# WORK TO DO
**a)** Answer these questions from the dictionary entry for "baise":
(i) What meaning does the entry give for the noun?
(ii) What is the title of the work by G. H. Rea that it quotes?
(iii) Who are said to be "in a baize" in the 1895 quotation?
**b)** Carry on the dictionary entry for "baise" from its last line.

Scottish National Dictionary (1700–)

Hide Quotations Hide Etymology Cite this entry

BAISE, BA(I)ZE, n. and v.1 [be:z, bes]

1. n. Confusion, bewilderment. Ags. 1833  J. Sands Poems 71:
He gae [his face] a dight, and in a baze Jumpt quick intil his Sunday's claes.
Ags. 1898  G. H. Rea The Divot Dyke, etc. 61:
'Twas Flitty [term time] — Farfar in a baise Wi' country folk in Sunday claes.
Per. 1895  R. Ford Tayside Songs 66:
Oor lasses a' are in a baize, An' like to rive their duds wi' lauchin'.

2. v. Gen. as pa.p. or ppl.adj.

(Position identification records)
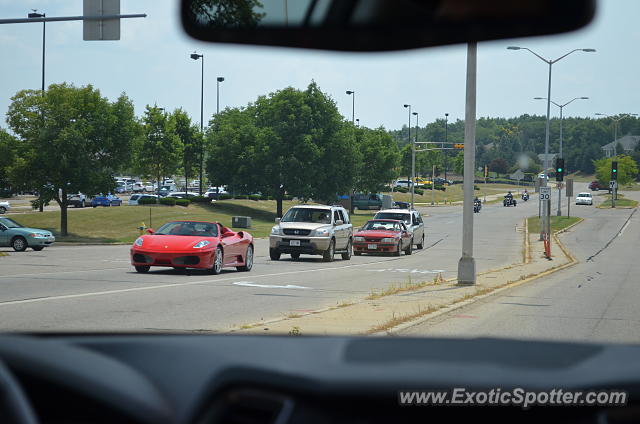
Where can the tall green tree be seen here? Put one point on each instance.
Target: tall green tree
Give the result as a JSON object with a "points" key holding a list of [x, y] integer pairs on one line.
{"points": [[71, 139], [159, 150]]}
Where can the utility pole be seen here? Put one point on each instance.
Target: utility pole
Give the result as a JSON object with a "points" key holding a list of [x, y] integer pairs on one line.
{"points": [[467, 263]]}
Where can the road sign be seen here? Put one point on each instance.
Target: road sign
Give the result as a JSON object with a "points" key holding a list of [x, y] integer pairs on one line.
{"points": [[569, 188], [545, 193], [104, 29]]}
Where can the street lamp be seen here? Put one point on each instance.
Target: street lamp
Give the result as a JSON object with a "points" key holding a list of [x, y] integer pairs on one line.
{"points": [[615, 120], [413, 158], [40, 15], [196, 56], [218, 81], [560, 155], [353, 105], [550, 62]]}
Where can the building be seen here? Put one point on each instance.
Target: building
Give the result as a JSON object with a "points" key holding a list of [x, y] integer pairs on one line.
{"points": [[628, 143]]}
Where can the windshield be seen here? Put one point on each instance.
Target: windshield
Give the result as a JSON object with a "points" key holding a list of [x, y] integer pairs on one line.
{"points": [[395, 215], [187, 228], [319, 216], [10, 223], [382, 226], [305, 148]]}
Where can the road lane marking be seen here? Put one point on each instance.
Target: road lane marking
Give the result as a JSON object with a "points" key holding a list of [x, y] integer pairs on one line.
{"points": [[270, 286]]}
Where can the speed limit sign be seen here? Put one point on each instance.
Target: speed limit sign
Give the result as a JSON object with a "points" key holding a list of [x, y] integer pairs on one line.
{"points": [[545, 193]]}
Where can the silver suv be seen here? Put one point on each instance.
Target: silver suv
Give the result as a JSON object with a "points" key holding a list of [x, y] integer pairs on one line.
{"points": [[312, 230]]}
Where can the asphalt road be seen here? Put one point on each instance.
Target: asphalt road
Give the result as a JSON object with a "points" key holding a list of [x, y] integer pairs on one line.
{"points": [[596, 300], [93, 288]]}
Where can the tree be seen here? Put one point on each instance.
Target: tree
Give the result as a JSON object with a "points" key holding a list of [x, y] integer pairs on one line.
{"points": [[70, 140], [627, 169], [379, 158], [191, 141], [159, 150]]}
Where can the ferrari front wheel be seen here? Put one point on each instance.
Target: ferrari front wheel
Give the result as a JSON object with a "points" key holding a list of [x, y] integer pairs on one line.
{"points": [[217, 262], [248, 260]]}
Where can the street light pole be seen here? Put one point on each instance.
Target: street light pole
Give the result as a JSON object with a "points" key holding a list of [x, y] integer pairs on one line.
{"points": [[413, 158], [545, 226], [561, 106], [196, 56]]}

# TASK-BY-TASK ANSWERS
**a)**
(i) Confusion, bewilderment.
(ii) The Divot Dyke.
(iii) "Oor lasses."

**b)**
(1) Confused, bewildered. Sc. 1706  J. Watson ed. Choice Collection i. 47:
Into his Face she glour'd and gazed, And wist not well she was so bazed, To what Hand for to turn her.
Sc. 1721  J. Kelly Proverbs 373:
You look like a baz'd Waker seeking Wash.
w.Dmf. 1920  J. L. Waugh Heroes in Homespun iv.:
Weelum an' Rab gaed oot, steckin' the bothy door behind them wi' a bang, an' dazed an' baised, I sat me doon on my kist.

(2) Concerned, afraid. Dmf. 1825  Jam.2:
Wer't no for that I should na be sae baist.

[O.Sc. bais (from 1420) for abais, to dismay (see D.O.S.T.). O.Fr. ebaiss-, esbaiss-, ppl.stem of esbahir. N.E.D. gives baze, baise, to stupefy (earliest quot. 1603).]

You may wish to vary the format shown below depending on the citation style used.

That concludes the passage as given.